* [Quoted text]:

-- BEGIN --

# Nerites!



## eklikewhoa (Jul 24, 2006)

Anyone want to go in on some nerites?

ryzilla has large qty discounts going on......

http://www.aquaticplantcentral.com/forumapc/sale-trade/45156-fs-olive-nerite-snails-price-reduction.html


----------



## Paul Higashikawa (Mar 18, 2004)

Quoc, I'm in, man!

How many are you looking to get out of those 100? I can take 20-30.


I saw that offer and was thinking about it. Thanks for bringing this to our attention

Gouramis ready whenever you are


----------



## eklikewhoa (Jul 24, 2006)

I am thinking the 100pk as well......if interest is high I will contact him to see if he can meet our needs if more is needed.

If you are not in a rush to get rid of the gouramis let me set up a tank for them....I'll give you a holla when I can take them.


----------



## kwc1974 (Jan 4, 2006)

count me in for 30 as well

what a catch


----------



## eklikewhoa (Jul 24, 2006)

Sent him the pm.....waiting for reply and trying to see if there is more then the large pk he is offering to give others a chance to get in on the buy.


----------



## kwc1974 (Jan 4, 2006)

did not take long to fill that order, did it.


----------



## eklikewhoa (Jul 24, 2006)

-- END --

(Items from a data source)

-- BEGIN --

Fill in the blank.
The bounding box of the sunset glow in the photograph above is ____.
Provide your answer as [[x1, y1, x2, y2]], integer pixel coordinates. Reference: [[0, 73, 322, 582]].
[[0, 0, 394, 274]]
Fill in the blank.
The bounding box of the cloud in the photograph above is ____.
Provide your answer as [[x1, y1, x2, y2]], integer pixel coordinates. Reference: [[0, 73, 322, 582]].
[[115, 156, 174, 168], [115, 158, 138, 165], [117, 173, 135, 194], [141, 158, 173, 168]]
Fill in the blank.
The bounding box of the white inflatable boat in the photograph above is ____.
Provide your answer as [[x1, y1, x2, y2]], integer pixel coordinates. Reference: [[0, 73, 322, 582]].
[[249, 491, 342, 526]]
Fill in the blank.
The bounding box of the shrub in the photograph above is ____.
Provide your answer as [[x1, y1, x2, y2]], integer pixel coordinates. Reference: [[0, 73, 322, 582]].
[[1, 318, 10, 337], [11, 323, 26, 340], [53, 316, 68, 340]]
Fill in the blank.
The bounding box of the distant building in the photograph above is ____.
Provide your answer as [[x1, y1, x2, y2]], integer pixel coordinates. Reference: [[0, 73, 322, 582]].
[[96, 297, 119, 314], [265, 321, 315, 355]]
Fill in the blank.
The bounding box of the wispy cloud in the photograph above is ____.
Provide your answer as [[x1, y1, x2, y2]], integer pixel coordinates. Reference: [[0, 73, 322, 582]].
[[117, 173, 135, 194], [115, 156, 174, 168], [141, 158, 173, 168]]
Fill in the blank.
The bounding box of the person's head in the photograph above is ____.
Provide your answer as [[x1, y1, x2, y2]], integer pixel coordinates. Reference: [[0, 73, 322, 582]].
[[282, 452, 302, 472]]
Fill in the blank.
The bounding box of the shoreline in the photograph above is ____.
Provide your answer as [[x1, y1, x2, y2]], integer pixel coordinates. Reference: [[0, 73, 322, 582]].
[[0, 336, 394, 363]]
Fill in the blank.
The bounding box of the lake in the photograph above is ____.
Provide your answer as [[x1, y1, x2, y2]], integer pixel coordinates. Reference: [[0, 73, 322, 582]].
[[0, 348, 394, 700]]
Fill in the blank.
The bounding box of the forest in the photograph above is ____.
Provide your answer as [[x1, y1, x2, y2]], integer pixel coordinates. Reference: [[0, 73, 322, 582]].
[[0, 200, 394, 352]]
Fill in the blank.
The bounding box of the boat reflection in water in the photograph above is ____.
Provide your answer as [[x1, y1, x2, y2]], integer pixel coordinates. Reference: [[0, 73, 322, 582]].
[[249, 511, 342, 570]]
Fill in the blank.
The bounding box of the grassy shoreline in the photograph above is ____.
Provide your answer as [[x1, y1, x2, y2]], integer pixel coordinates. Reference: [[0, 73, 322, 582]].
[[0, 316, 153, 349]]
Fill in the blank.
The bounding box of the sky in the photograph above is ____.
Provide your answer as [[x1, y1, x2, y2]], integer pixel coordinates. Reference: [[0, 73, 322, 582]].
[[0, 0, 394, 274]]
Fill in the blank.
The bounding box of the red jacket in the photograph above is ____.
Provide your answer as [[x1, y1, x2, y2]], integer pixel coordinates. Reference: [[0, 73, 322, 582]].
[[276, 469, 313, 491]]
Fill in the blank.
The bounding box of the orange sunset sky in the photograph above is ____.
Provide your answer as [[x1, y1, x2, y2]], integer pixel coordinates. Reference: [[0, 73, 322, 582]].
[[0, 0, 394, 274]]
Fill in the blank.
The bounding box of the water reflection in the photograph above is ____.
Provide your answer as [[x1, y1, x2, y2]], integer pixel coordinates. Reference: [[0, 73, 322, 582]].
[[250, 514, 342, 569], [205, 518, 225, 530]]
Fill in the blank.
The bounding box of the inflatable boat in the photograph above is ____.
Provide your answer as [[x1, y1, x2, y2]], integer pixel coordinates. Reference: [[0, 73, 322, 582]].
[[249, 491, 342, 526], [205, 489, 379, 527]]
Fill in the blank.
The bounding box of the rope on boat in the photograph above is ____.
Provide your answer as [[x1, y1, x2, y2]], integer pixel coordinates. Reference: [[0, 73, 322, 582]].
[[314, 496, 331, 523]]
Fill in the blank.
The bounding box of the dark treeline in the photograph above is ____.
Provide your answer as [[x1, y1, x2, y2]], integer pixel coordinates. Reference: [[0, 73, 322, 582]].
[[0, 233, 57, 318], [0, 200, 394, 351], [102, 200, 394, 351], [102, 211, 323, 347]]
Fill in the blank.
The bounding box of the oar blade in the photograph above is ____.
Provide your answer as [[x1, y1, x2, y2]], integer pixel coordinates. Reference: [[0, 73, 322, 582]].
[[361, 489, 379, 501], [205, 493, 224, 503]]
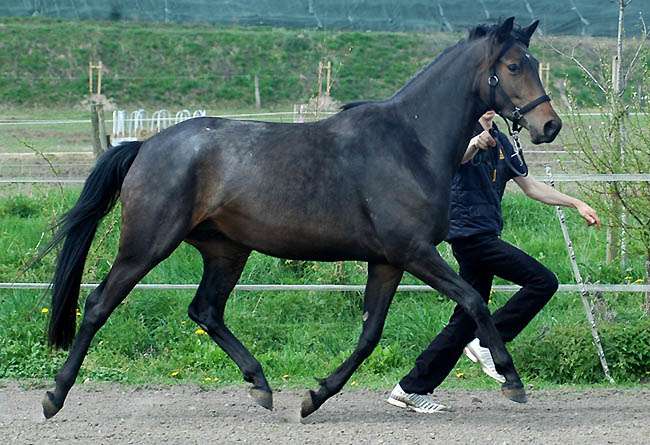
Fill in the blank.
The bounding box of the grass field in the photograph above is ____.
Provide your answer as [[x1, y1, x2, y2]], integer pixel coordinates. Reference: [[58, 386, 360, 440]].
[[0, 186, 650, 387], [0, 14, 650, 387]]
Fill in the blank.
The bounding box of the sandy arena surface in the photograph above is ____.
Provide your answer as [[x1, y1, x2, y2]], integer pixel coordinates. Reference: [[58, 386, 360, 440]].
[[0, 382, 650, 445]]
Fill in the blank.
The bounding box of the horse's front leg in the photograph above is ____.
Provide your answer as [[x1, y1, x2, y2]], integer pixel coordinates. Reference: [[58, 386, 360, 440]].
[[300, 264, 403, 417], [404, 246, 527, 403]]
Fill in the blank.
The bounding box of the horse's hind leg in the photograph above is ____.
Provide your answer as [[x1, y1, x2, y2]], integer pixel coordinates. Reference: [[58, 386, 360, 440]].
[[43, 220, 182, 418], [405, 246, 526, 403], [300, 264, 403, 417], [188, 238, 273, 409]]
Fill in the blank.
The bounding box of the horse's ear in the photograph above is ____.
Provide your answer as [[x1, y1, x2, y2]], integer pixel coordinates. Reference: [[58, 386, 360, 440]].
[[521, 20, 539, 41], [496, 17, 515, 42]]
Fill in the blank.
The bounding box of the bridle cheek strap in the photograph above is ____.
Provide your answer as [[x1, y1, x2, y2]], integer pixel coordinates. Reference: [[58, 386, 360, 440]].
[[488, 38, 551, 132]]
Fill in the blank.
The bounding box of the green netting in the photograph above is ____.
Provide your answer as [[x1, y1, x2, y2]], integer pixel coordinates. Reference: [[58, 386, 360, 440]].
[[0, 0, 650, 36]]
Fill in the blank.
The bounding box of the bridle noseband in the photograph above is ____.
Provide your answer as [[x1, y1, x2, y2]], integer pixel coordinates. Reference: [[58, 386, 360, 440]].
[[488, 37, 551, 134]]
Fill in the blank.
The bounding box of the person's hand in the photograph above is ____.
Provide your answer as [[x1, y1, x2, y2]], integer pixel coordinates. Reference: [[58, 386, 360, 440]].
[[474, 130, 497, 150], [576, 201, 600, 229]]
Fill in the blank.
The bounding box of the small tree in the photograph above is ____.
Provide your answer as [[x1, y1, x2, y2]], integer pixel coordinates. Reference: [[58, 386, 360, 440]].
[[549, 0, 650, 314]]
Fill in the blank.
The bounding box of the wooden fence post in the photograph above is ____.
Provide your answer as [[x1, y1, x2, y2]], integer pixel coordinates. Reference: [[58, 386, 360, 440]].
[[255, 74, 262, 110], [90, 103, 108, 159]]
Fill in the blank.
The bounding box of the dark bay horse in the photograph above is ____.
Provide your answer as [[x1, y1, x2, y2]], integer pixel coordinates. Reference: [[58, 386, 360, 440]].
[[43, 18, 561, 418]]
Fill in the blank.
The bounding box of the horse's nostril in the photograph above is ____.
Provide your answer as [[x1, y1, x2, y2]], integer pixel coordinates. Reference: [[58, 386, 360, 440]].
[[544, 119, 562, 140]]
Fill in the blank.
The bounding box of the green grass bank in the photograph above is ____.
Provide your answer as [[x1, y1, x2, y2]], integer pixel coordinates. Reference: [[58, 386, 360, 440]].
[[0, 187, 650, 387]]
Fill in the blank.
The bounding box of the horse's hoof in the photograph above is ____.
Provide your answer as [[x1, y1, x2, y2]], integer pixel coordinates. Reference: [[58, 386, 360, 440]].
[[248, 388, 273, 411], [300, 390, 318, 419], [501, 383, 528, 403], [42, 391, 62, 419]]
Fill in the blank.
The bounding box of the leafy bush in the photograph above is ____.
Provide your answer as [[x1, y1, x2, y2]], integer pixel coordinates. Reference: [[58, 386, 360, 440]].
[[511, 317, 650, 383]]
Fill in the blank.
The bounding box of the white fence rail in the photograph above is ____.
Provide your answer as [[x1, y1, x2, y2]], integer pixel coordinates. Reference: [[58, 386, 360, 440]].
[[112, 108, 205, 140], [0, 283, 650, 292], [0, 172, 650, 184]]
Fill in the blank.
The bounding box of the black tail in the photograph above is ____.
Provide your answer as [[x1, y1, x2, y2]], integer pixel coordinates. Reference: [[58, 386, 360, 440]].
[[36, 141, 142, 348]]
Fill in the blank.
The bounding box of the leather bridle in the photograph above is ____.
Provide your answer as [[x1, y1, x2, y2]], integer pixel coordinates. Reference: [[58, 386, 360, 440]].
[[488, 37, 551, 134]]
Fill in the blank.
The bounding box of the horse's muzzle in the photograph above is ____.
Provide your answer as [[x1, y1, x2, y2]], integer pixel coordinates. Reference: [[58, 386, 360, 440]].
[[530, 118, 562, 144]]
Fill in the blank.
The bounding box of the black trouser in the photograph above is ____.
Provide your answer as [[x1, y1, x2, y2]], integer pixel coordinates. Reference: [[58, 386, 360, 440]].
[[400, 235, 558, 394]]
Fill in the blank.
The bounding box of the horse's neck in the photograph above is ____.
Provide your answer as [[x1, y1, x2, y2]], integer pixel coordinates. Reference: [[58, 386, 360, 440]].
[[392, 42, 485, 172]]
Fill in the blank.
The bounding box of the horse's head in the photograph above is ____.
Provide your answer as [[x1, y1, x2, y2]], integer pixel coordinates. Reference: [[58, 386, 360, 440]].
[[470, 17, 562, 144]]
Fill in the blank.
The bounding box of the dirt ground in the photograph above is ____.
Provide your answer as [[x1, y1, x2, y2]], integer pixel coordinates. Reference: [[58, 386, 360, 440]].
[[0, 382, 650, 445]]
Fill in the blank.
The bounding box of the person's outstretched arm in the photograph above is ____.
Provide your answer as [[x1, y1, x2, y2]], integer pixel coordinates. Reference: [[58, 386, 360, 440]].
[[514, 175, 600, 229]]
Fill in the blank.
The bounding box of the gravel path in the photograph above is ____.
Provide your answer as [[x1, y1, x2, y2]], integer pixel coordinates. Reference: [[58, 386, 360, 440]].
[[0, 382, 650, 445]]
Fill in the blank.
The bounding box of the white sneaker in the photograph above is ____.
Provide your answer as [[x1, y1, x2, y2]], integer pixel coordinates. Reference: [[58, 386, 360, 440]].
[[386, 383, 451, 414], [463, 338, 506, 383]]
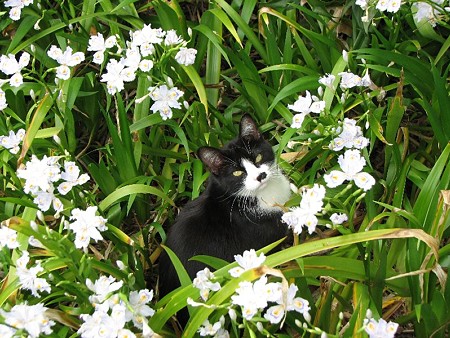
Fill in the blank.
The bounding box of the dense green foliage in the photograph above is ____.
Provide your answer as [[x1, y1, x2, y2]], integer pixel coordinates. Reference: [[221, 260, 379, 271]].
[[0, 0, 450, 337]]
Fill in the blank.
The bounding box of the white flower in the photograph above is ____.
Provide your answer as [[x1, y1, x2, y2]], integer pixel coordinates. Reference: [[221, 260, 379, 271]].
[[324, 150, 375, 191], [77, 310, 123, 338], [364, 318, 398, 338], [286, 284, 311, 317], [47, 45, 85, 80], [175, 47, 197, 66], [123, 47, 142, 69], [412, 0, 444, 27], [69, 206, 107, 250], [264, 304, 285, 324], [355, 0, 369, 10], [228, 249, 266, 277], [139, 59, 153, 72], [319, 74, 336, 89], [58, 161, 89, 195], [16, 251, 51, 298], [0, 52, 30, 87], [281, 184, 326, 234], [33, 188, 62, 212], [0, 128, 25, 154], [288, 91, 325, 114], [376, 0, 401, 13], [4, 0, 33, 21], [130, 24, 165, 57], [125, 289, 155, 327], [264, 284, 311, 324], [100, 58, 139, 95], [0, 225, 20, 249], [192, 268, 220, 301], [86, 276, 123, 306], [0, 88, 8, 111], [330, 213, 348, 225], [197, 316, 225, 337], [0, 303, 55, 338], [148, 85, 184, 120], [100, 59, 125, 95], [17, 155, 61, 194], [164, 29, 184, 46], [87, 33, 117, 64], [330, 118, 369, 151], [338, 72, 372, 89], [231, 276, 267, 320]]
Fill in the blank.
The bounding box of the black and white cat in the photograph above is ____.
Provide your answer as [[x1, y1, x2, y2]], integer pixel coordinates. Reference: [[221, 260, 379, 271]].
[[159, 115, 290, 296]]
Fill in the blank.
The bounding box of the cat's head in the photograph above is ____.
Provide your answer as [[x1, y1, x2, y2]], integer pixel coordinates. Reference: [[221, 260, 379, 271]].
[[198, 115, 287, 210]]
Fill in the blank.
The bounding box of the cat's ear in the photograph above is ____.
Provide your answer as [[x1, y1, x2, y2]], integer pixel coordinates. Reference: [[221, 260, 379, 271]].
[[197, 147, 225, 175], [239, 114, 261, 141]]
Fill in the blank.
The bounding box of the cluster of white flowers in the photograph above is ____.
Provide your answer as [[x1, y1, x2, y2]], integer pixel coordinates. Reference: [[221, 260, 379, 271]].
[[0, 52, 30, 87], [355, 0, 402, 13], [148, 85, 184, 120], [231, 276, 311, 324], [192, 268, 220, 301], [288, 91, 325, 128], [67, 206, 107, 251], [0, 85, 8, 111], [329, 118, 369, 151], [0, 224, 20, 250], [88, 24, 193, 120], [188, 249, 311, 337], [412, 0, 450, 27], [88, 24, 197, 86], [4, 0, 33, 21], [87, 33, 118, 65], [228, 249, 266, 277], [16, 251, 51, 298], [338, 71, 372, 89], [197, 316, 230, 338], [17, 155, 89, 214], [78, 276, 155, 338], [0, 128, 25, 154], [330, 212, 348, 225], [282, 184, 326, 234], [364, 309, 398, 338], [47, 45, 85, 80], [324, 118, 375, 191], [0, 303, 55, 338], [324, 150, 375, 191]]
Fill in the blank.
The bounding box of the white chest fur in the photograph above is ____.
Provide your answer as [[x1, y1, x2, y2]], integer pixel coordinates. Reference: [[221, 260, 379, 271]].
[[240, 159, 291, 213]]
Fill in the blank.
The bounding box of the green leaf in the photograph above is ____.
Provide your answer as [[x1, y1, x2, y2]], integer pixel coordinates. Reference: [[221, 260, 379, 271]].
[[18, 92, 53, 163]]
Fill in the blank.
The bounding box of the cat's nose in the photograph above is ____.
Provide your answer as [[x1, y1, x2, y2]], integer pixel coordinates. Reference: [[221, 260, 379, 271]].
[[256, 172, 267, 182]]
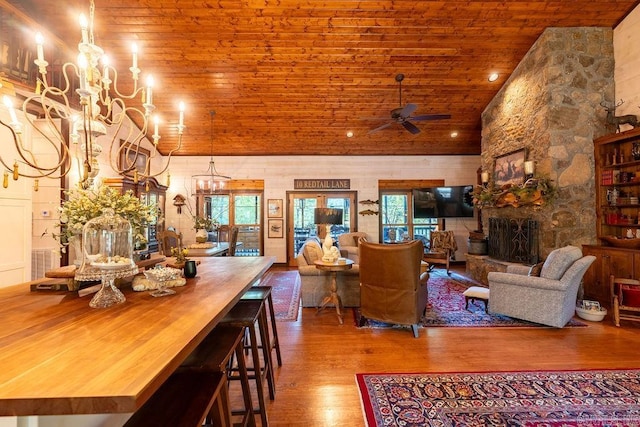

-- END --

* [Prompt 1]:
Recast the listing as a two-column CSV headed input and output, starting at its first line and stopping after the line containing "168], [141, 158, 173, 168]]". Give one row per fill-in-the-blank, with its full text under input and its answer under output, every field quoted and line breaks turned into spaces.
* [Prompt 2]:
Continue the nerite snail thread from where it stops.
The nerite snail thread and the listing have nothing to do with each other.

* [Reply 1]:
input,output
"Fill in the blank. The bounding box of the sunset glow in the photograph above is ____. Provide your answer as [[x1, y1, x2, y2]], integer pixel coordinates. Reference: [[0, 73, 322, 582]].","[[0, 0, 394, 274]]"
"Fill in the blank. The bounding box of the cloud in the photograph above is ____. Provide your answer as [[x1, y1, x2, y2]], integer pixel coordinates. Reference: [[0, 73, 322, 582]].","[[115, 156, 174, 168], [115, 158, 138, 165], [117, 173, 135, 194], [141, 158, 173, 168]]"
"Fill in the blank. The bounding box of the white inflatable boat in the photograph above is ____. Provide your answer as [[x1, y1, x2, y2]], integer pixel coordinates. Reference: [[0, 73, 322, 582]].","[[249, 491, 342, 526]]"
"Fill in the blank. The bounding box of the shrub in the photograph above is ____. Provide your answer as [[x1, y1, x2, y2]], integer pixel coordinates. Reference: [[0, 73, 322, 582]].","[[1, 318, 10, 337], [11, 323, 26, 340], [53, 316, 68, 340]]"
"Fill in the blank. The bounding box of the distant building in the photograph above is ____. Provide your answer as [[x1, y1, x2, y2]], integer pixel coordinates. Reference: [[0, 73, 322, 582]].","[[96, 297, 119, 314], [265, 321, 315, 355]]"
"Fill in the blank. The bounding box of the wispy cloud in the photograph above is ____. Provide your answer as [[x1, y1, x2, y2]], integer pixel coordinates. Reference: [[0, 73, 322, 582]].","[[117, 173, 135, 194], [115, 156, 174, 168], [141, 158, 173, 168]]"

* [Reply 2]:
So how do you guys want to do this?


----------



## Paul Higashikawa (Mar 18, 2004)

Was just about to ask too.

For me, it does not matter. I can either pay you upfront or after you get the snails. Whichever method you prefer, Quoc

Just to recap.....I will take *20 snails*.


----------



## eklikewhoa (Jul 24, 2006)

Well, I don't want to pay for it all and have someone back out.....

Also how/when do you guys want to pick up?


----------



## GulfCoastDiscus (Feb 14, 2005)

You can also get some here. .79 each

http://www.azgardens.com/aquarium_snails.php


----------



## ryzilla (Feb 3, 2007)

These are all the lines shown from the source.